Texto fornecido —
------------------------------------
O ex-presidente dos Estados Unidos Dwight Eisenhower uma vez elogiou Walt Disney por seu "gênio como criador de folclore". O folclore, definido de forma ampla, é uma tradição oral que se estende ao longo das gerações. Ele conta às pessoas quem elas são, como chegaram aqui e como devem viver no futuro. A empresa que Disney criou se autoproclamou guardiã dessas tradições para os americanos, criando novos contos e (mais frequentemente) habilmente reembalando os antigos para atrair um novo século.

Começou com o Mickey Mouse, mas à medida que sua empresa completa cem anos, o legado da Disney —avançado em centenas de filmes, curtas-metragens e programas, mercadorias licenciadas em massa, avanços técnicos maravilhosos, parques temáticos gigantescos ao redor do mundo— foi a produção de uma linguagem compartilhada moderna, um conjunto de pontos de referência instantaneamente reconhecíveis por quase todos, e um incentivo a sonhar em voz alta sobre um futuro utópico.

Mickey e Minnie Mouse na Disneyland - Bertrand Guay/AFP

Walt Disney era um homem que olhava para trás e para frente: falando na abertura da Disneyland em 1955, ele proclamou: "Aqui a idade revive memórias afetuosas do passado, e aqui a juventude pode saborear o desafio e a promessa do futuro". Mas o que acontece quando essa promessa é quebrada e os pontos de referência são isolados? Quando sua empresa enfrenta dificuldades nas bilheterias como um estúdio comum e enfrenta ventos culturais como qualquer artista?
------------------------------------
Extrato de dados —
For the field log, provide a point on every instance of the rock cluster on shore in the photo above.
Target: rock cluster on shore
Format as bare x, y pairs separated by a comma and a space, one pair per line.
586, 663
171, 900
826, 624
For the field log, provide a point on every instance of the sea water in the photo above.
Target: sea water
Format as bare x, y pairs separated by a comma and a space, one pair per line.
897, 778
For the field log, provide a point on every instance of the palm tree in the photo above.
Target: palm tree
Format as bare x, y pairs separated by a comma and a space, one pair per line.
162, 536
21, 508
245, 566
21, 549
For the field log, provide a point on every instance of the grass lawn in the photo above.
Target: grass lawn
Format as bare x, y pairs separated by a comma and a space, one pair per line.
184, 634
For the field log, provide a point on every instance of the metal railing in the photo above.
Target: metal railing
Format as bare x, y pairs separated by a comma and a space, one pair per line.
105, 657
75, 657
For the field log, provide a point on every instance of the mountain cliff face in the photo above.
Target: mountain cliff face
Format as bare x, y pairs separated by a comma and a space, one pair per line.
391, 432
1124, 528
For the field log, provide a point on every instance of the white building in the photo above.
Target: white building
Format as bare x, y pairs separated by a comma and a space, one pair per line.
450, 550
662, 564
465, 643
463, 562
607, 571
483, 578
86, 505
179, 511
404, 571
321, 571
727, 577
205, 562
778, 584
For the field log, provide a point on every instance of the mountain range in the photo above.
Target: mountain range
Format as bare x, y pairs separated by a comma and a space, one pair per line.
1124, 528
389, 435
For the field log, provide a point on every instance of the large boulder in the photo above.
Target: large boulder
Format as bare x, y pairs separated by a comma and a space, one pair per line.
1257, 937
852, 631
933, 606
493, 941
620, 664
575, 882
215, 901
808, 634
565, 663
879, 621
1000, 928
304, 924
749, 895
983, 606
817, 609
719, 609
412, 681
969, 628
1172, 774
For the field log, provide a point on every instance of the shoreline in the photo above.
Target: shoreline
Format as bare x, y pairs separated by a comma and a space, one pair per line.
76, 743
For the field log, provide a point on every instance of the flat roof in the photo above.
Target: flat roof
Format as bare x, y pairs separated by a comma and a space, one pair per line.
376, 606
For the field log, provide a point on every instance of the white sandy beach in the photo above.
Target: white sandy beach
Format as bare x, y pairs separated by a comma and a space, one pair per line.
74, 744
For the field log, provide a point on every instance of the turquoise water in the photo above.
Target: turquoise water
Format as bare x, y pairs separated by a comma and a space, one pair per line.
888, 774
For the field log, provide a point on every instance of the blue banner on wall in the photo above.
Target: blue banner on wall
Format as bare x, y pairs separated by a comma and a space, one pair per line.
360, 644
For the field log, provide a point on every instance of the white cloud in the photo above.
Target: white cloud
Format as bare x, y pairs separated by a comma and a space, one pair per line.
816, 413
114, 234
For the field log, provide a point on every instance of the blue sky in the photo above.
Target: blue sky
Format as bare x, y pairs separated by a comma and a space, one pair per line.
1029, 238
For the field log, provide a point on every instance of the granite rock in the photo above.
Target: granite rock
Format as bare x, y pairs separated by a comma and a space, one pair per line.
------------------------------------
Instrução dada 1 —
Indique se cada afirmação abaixo está de acordo com o texto sobre a Disney, respondendo sim ou não e citando literalmente as palavras do texto que o comprovam. (a) Eisenhower elogiou Walt Disney como criador de folclore. (b) A Disneyland foi inaugurada em 1980. (c) A empresa de Disney se limitava a criar contos novos, sem reaproveitar os antigos.
Instrução dada 2 —
Enumere tudo aquilo que, segundo o texto sobre a Disney, o folclore conta às pessoas.
Instrução dada 3 —
Com qual personagem começou o legado da Disney, de acordo com o texto sobre a empresa?

Resposta do exercício 1 —
(a) Sim: "uma vez elogiou Walt Disney por seu "gênio como criador de folclore"".
(b) Não: "falando na abertura da Disneyland em 1955".
(c) Não: "criando novos contos e (mais frequentemente) habilmente reembalando os antigos".

Resposta do exercício 2 —
- quem elas são
- como chegaram aqui
- como devem viver no futuro

Resposta do exercício 3 —
Com o Mickey Mouse.